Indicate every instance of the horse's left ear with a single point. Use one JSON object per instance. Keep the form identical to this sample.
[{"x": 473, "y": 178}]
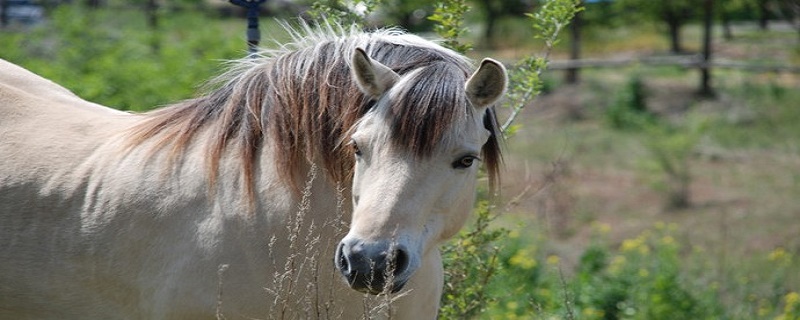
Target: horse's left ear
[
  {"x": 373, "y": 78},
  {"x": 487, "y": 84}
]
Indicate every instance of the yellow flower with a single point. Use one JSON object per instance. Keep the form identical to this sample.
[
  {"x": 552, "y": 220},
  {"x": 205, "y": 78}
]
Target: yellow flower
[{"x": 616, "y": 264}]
──────────
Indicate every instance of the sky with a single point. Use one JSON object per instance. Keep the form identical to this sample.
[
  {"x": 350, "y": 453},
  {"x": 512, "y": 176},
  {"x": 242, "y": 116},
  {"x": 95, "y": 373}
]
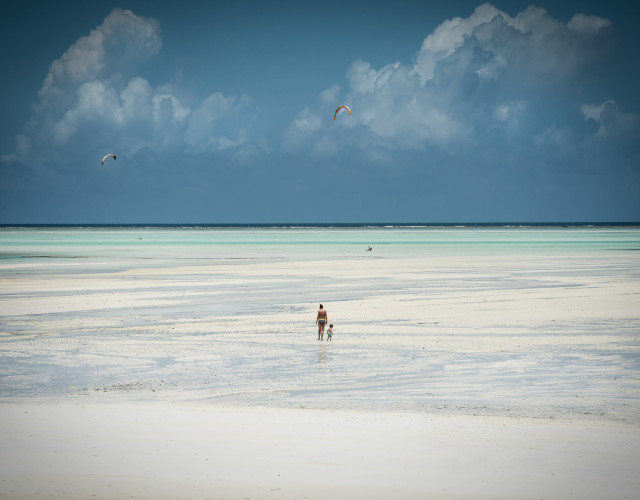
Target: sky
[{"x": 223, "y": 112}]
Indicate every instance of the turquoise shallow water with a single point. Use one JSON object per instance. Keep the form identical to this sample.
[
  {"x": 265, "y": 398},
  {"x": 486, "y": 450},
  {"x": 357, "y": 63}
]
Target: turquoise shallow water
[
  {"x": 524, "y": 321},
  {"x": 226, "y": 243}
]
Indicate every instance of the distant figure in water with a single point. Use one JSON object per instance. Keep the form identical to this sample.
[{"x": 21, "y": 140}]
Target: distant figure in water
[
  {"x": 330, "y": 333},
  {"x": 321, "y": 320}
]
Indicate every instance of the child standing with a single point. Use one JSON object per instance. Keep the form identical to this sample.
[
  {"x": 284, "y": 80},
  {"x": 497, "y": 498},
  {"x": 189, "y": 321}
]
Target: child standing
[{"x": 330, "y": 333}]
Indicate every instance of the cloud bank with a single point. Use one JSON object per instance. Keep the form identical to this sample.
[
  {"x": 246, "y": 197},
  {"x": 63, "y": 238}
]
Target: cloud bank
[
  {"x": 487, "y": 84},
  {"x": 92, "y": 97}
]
──────────
What to work on: Pick out each line above that contains the word "JSON", and copy every such line in full.

Correct answer:
Indicate every instance of the horse's left ear with a single point. Use one JSON object per instance. Keep the form identical to this sample.
Indicate every instance of the yellow flower with a single point. Use one JSON object per instance. Keep the form identical to this sample.
Indicate every instance of the sky with a single point. Use one JSON object per instance. Keep the form identical to this sample.
Indicate every instance of the turquoise shallow water with a single point. Use one JSON object per instance. Keep the form identical to this sample.
Indicate every instance of the distant figure in water with a single point. Use one JSON object per instance. Keep the form identical to this sample.
Indicate every instance of the child standing with a single point. Use one JSON object per instance. Keep the form identical to this sample.
Indicate every instance of the cloud bank with a single point. Use one JSON object per instance. Keep the form identical to this sample.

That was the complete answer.